Radiotherapy is of limited value in treating osteosarcoma, but radiation therapy may be helpful for palliation of nonresectable tumors.3,4,16 Intraoperative radiation therapy in conjunction with surgical excision has also been used for locally advanced tumors.28 Current research has not confirmed the value of prophylactic lung radiation for pulmonary metastatic disease.16,22

When counseling patients with osteosarcoma, primary care physicians need to be cognizant of osteosarcoma prognosis. As noted, the long-term survival of patients with osteosarcoma has dramatically improved, but several factors may influence the overall prognosis. An important factor affecting prognosis is the presence of metastases. Of patients with clinically detectable metastases, only 20% to 40% will successfully be cured, versus 60% to 80% without metastases.10 Because patients with metastatic disease at diagnosis have significantly worse prognoses than those with localized osteosarcoma, primary care physicians can significantly improve patient outcomes by quickly diagnosing and referring patients with osteosarcoma.3,4 Additional factors associated with a worse prognosis include an axial primary tumor location, bony metastases, increased lactate dehydrogenase levels, and a larger tumor volume.3,19,26 Patients with a greater degree of tumor necrosis after neoadjuvant chemotherapy or those with osteosarcoma of the tibia or fibula have more favorable long-term prognoses.3,7,17,19

With current medical and surgical therapy, the long-term survival for patients with osteosarcoma has dramatically improved, but 30% to 40% of patients will develop recurrent disease.10 Local recurrences affect only 5% to 10% of patients, and the majority of recurrences arise in the lungs.3,6,22,25 Additional surgery or chemotherapy can be considered for patients with recurrent disease, but most will develop additional disease. Ultimately, cure rates of only 10% to 20% should be expected for recurrent osteosarcoma, and distant metastases are the most common cause of eventual death.3,10,25 Patients without evidence of recurrence within the first 3 years after diagnosis are likely to be cured.15

Patients with successfully treated osteosarcoma should be monitored for at least 5 years by their primary care physicians or surgeons. Chest CT scans every 4 to 6 months and bone scans every 12 months for the first 2 years are recommended to detect recurrent disease.5 Psychosocial supports are often needed during the course of therapy. Coordinating care among medical staff, social workers, psychologists, and family members may improve the patient’s ultimate functional status.10

Conclusion

Osteosarcoma is the most common malignant primary bone tumor and has a peak incidence in the second decade of life. A high-degree of clinical suspicion by primary care physicians is essential to diagnose this uncommon cancer. Although many researchers have demonstrated that physically active persons have lower rates of serious illness and mortality compared with sedentary populations, any person with an atypical clinical musculoskeletal presentation must be suspected of having a serious underlying disease regardless of his or her overall health status. Localized tenderness, a palpable mass, restricted range of motion, limping, and muscle atrophy are the most common clinical findings. Plain radiography, MRI, CT, bone scanning, and surgical biopsy are helpful to evaluate osteosarcoma. Treatment involves surgical excision of local and metastatic disease combined with multiagent chemotherapy. With prompt recognition and early therapy, many persons with osteosarcoma have very favorable prognoses.

◆ Dataset records:
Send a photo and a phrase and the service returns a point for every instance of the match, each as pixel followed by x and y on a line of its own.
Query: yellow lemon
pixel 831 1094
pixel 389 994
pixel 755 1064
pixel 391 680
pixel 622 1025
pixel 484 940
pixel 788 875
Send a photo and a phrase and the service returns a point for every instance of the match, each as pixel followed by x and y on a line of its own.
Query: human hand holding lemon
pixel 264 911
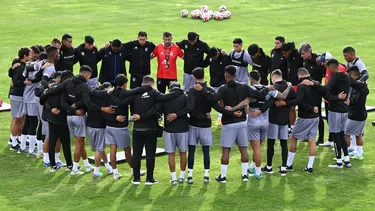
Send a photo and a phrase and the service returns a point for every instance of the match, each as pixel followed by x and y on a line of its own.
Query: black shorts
pixel 135 81
pixel 162 84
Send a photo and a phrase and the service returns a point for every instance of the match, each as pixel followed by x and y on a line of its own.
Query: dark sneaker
pixel 347 165
pixel 308 170
pixel 245 178
pixel 267 170
pixel 14 148
pixel 221 179
pixel 189 180
pixel 151 182
pixel 53 169
pixel 136 181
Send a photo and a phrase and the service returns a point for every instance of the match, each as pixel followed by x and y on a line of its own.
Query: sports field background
pixel 327 25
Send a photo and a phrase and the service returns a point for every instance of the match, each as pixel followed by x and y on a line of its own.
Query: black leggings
pixel 148 140
pixel 39 135
pixel 31 123
pixel 271 151
pixel 57 131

◆ Your objective: List every clinical finding that the osteosarcoma text calls most common. The rows have nothing to do with the osteosarcoma text.

◆ Response to the exercise:
- Localized tenderness
- A palpable mass
- Restricted range of motion
- Limping
- Muscle atrophy